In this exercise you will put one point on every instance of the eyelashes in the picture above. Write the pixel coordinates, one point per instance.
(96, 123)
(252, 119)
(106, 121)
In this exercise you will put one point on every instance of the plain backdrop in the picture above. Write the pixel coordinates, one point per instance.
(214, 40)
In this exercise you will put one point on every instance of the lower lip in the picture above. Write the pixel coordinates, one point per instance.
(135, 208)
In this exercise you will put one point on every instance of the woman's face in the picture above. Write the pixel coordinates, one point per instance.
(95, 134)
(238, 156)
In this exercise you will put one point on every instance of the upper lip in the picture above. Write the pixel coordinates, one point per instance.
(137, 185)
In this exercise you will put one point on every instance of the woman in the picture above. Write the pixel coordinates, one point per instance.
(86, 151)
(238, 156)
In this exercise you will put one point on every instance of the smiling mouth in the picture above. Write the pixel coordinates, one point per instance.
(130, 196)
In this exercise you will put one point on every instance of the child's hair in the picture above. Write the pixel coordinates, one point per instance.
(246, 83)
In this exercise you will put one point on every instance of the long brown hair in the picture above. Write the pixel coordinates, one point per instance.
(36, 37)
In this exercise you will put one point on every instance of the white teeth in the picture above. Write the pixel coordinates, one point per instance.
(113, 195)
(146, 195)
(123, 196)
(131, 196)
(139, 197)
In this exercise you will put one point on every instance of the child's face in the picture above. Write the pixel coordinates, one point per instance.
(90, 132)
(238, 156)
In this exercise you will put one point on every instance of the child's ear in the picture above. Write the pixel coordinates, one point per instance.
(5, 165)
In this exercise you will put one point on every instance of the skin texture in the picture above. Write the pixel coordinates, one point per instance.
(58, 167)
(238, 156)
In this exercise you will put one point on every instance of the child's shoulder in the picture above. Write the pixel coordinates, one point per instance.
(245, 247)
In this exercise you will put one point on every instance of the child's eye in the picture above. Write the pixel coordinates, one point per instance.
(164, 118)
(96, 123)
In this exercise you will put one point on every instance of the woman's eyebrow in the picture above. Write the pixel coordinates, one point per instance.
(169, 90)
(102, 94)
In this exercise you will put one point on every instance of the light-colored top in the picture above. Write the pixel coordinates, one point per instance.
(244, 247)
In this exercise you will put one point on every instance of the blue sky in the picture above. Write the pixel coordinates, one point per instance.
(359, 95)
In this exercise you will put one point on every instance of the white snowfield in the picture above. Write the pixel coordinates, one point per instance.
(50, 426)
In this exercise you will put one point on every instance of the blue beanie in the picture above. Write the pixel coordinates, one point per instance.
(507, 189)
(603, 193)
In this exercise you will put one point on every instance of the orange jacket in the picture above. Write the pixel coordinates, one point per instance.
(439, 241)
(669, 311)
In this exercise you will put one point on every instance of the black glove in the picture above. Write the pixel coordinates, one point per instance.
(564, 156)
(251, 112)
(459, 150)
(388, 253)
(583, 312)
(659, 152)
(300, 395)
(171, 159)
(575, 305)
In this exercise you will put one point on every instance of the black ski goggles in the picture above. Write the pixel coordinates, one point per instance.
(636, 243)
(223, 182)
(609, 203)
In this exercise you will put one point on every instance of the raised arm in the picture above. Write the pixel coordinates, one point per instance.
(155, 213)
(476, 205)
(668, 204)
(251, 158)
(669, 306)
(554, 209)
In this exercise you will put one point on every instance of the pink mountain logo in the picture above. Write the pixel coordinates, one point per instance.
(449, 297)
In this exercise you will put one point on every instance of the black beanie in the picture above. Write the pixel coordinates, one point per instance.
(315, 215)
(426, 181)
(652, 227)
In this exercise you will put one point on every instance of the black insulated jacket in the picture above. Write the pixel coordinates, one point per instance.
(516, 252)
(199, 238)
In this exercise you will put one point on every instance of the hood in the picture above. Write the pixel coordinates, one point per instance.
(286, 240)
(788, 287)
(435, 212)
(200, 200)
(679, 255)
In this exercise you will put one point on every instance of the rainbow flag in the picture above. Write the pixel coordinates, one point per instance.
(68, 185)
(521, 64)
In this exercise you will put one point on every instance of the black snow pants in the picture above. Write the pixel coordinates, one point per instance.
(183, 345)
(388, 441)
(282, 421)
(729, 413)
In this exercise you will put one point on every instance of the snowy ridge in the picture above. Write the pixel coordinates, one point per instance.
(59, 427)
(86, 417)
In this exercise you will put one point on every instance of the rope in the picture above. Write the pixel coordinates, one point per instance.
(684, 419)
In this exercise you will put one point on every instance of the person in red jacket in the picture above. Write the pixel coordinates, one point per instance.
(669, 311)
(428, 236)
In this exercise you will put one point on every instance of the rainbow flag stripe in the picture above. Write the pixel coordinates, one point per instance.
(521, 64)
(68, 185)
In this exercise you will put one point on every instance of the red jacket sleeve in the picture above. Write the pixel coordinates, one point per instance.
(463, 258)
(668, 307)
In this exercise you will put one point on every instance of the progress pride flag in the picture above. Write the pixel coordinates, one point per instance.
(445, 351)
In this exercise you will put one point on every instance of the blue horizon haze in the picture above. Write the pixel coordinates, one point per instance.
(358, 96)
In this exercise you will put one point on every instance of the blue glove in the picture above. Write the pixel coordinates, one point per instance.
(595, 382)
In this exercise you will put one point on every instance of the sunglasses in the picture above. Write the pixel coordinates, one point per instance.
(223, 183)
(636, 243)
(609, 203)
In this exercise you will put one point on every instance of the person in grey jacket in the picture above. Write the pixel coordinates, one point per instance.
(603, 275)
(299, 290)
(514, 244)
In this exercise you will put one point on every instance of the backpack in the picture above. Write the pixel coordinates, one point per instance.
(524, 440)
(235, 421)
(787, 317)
□ □ □ □ □ □ □
▸ What you are asked to do: Each line above should appear again, reproduced exactly.

▸ Problem solution:
In this exercise you will put one point on every instance of the eyelashes in the picture above. Write the pixel coordinates, one point per instance.
(96, 123)
(252, 119)
(106, 121)
In this exercise you will put one point on every instance of the plain backdrop in the picture above. Write the pixel coordinates, one point per instance.
(214, 40)
In this exercise you will put one point on every instance of the lower lip in the picture above. Write the pixel coordinates, one point per instance.
(135, 208)
In this exercise you will put one point on every instance of the woman's face in the picture above. Write the pixel coordinates, one point per instance.
(95, 134)
(238, 156)
In this exercise you will put one point on every instance of the upper lip in the picture above. Write the pixel coordinates, one point per instance.
(137, 185)
In this exercise you will put one point on every instance of the woman in the picture above. Write the pixel coordinates, one point per instance.
(86, 151)
(238, 156)
In this exercise you will put one point on every instance of the smiling mouth in the picture above. Write the pixel coordinates, one point per instance.
(130, 196)
In this exercise you will put one point on every instance of the child's hair in the picture above. Write the pixel coordinates, one point per instance.
(246, 83)
In this exercise you will put one point on every instance of the long brown hair in the picture above. Write the pixel coordinates, one point per instance.
(36, 37)
In this exercise you will put one point on every instance of the white teeth in the picture above. Write the pixel coordinates, one point per instance.
(113, 195)
(146, 195)
(123, 196)
(131, 196)
(139, 197)
In this exercise you will put one point on every instance of the child's face in the picture above. Write the pixel coordinates, one point per instance.
(90, 132)
(238, 156)
In this exercise you will put one point on every instance of the child's ear in the picture above. Write the pixel coordinates, one point per instance.
(5, 165)
In this exercise you will put one point on every instance of the skin texture in the picture above. Write the pixel coordinates, one point per instance.
(58, 167)
(238, 156)
In this exercise you will put one point on every instance of the child's shoulder in the picture above. Write the pixel coordinates, one point per instance.
(245, 247)
In this exercise you will put one point on every instance of the child's eye in the picture above. Write the pixel coordinates, one point per instance.
(164, 118)
(96, 123)
In this exercise you will put one point on every instance of the woman's eyebrow in the picture above. Write the pixel coordinates, one point per instance.
(169, 90)
(102, 94)
In this exercise you will put one point on every instance of the light-colored top in the picture above. Write the pixel coordinates, one point per instance.
(244, 247)
In this exercise you will put one point on every instance of the blue sky in the picture above. Write the pixel coordinates, one point per instance.
(359, 95)
In this exercise you will put one point on every instance of the white snowfield in the picture above. Write the pixel coordinates, one point per instance.
(50, 426)
In this exercise you will put one point on every instance of the blue beanie in the picture above. Write the pixel coordinates, one point per instance.
(507, 189)
(603, 193)
In this exercise you will put one point on every instance of the orange jacket in the picture above. Write the pixel coordinates, one point per instance.
(439, 241)
(669, 311)
In this exercise you will put one point on every instance of the black glove in the picture above. Write the pixel coordinates, one point per instance.
(564, 156)
(251, 112)
(459, 150)
(388, 253)
(583, 312)
(659, 152)
(300, 395)
(171, 159)
(575, 305)
In this exercise you will put one point on every instance of the black ski goggles in the picture above. Write the pixel coordinates, one point per instance.
(636, 243)
(223, 182)
(609, 203)
In this exercise you will put one point on every instance of the raised arm in the picture above. Write the pixel coordinates, one point per instance.
(155, 213)
(476, 205)
(668, 204)
(251, 158)
(669, 306)
(554, 209)
In this exercise you will put one point on every instance of the pink mountain logo in the picture above. Write the pixel coordinates, one point per instance.
(449, 297)
In this exercise you will put one point on every instance of the black beanie in the picture above. Write the pixel coordinates, one point per instance.
(315, 215)
(426, 181)
(652, 227)
In this exercise you will put one point on every instance of the black insulated jacket in the picture above. Write the pixel coordinates, one point per instance.
(516, 252)
(199, 238)
In this exercise you will put one point on every instance of the hood in the picture above. Write the pixel coordinates, one point per instance.
(286, 240)
(788, 287)
(435, 212)
(200, 200)
(679, 255)
In this exercise you will put one point on every instance of the rainbow flag in the picture above. Write the pixel coordinates, one point per instance.
(68, 185)
(521, 64)
In this exercise you will put one point on every instance of the black snow pants in the picture above. Write the pixel coordinates, one point per instance.
(183, 345)
(388, 441)
(282, 421)
(729, 413)
In this exercise you will put one point on every instance of the snowy ridge in the picture above. Write the pixel coordinates, one point per instance.
(59, 427)
(86, 417)
In this exercise you will put one point on every instance of the rope in the picture above. Write the pixel coordinates, one point per instance.
(684, 419)
In this exercise you will put one point on every instance of the person in red jacket in the picture above. Write the pixel coordinates, one point per instance.
(669, 311)
(428, 236)
In this exercise you will put one point on every instance of the rainbow flag stripe in the picture above. Write the pixel coordinates, one point per instance.
(521, 64)
(68, 185)
In this exercise you will put one point on every instance of the red jacket sleeve in the picture above. Write the pixel coordinates, one point per instance.
(463, 258)
(668, 307)
In this exercise you will put one point on every instance of the progress pride flag in the picture above. Write the pixel coordinates, one point per instance.
(445, 351)
In this exercise you will put one point on every instance of the blue horizon haze in the picture above. Write the pixel coordinates, one point per instance.
(358, 96)
In this exercise you will put one point on every instance of the blue glove in the picture above. Write the pixel coordinates, one point per instance.
(595, 382)
In this exercise you will put one point on every instance of the sunglasses in the picture above. Write the pixel coordinates, one point per instance.
(223, 183)
(636, 243)
(609, 203)
In this exercise you will put one point on every instance of the person in grey jacket in the picture above. Write the pixel coordinates, one point per instance.
(603, 275)
(299, 290)
(514, 244)
In this exercise you will put one point on every instance of the backpack in the picture above. Write the pixel coordinates, one point per instance.
(524, 440)
(235, 421)
(787, 317)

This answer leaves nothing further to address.